## [Problem description]
Copy out every line of the data below that contains the string "building", matching it case-sensitively.

## [Raw records]
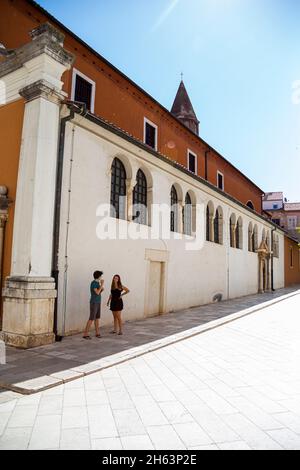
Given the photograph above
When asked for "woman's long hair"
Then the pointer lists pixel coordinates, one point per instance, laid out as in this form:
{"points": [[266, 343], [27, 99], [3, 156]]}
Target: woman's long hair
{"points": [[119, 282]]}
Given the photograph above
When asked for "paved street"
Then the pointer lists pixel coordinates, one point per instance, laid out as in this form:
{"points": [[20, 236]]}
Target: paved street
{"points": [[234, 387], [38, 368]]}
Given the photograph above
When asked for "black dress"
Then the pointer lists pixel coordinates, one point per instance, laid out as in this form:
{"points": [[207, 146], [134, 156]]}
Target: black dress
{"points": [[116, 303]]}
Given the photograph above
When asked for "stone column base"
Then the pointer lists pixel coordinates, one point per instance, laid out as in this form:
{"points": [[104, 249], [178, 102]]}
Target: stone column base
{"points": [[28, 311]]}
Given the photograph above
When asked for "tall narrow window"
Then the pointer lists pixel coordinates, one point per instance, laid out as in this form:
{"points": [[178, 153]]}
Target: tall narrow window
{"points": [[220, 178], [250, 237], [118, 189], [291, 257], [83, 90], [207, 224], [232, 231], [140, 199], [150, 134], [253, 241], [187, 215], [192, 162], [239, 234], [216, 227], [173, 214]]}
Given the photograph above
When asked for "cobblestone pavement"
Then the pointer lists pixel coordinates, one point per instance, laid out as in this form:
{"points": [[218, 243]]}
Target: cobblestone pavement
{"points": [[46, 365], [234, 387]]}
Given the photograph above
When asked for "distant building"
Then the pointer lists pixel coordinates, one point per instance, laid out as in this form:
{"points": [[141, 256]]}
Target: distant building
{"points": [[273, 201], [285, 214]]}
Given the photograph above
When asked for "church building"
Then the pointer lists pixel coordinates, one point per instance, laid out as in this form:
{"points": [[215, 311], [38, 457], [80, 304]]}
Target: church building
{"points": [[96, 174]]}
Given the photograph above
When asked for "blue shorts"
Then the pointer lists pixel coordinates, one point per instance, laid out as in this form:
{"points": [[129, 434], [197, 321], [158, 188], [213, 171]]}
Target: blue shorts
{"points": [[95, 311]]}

...

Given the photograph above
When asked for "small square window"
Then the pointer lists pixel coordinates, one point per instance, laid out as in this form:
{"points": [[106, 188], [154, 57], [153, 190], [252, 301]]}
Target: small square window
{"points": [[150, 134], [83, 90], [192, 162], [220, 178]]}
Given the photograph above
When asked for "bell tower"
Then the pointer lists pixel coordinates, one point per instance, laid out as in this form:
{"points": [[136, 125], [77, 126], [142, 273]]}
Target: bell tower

## [Answer to this task]
When asked for "distant building"
Target: distant building
When asked for "church building"
Target: church building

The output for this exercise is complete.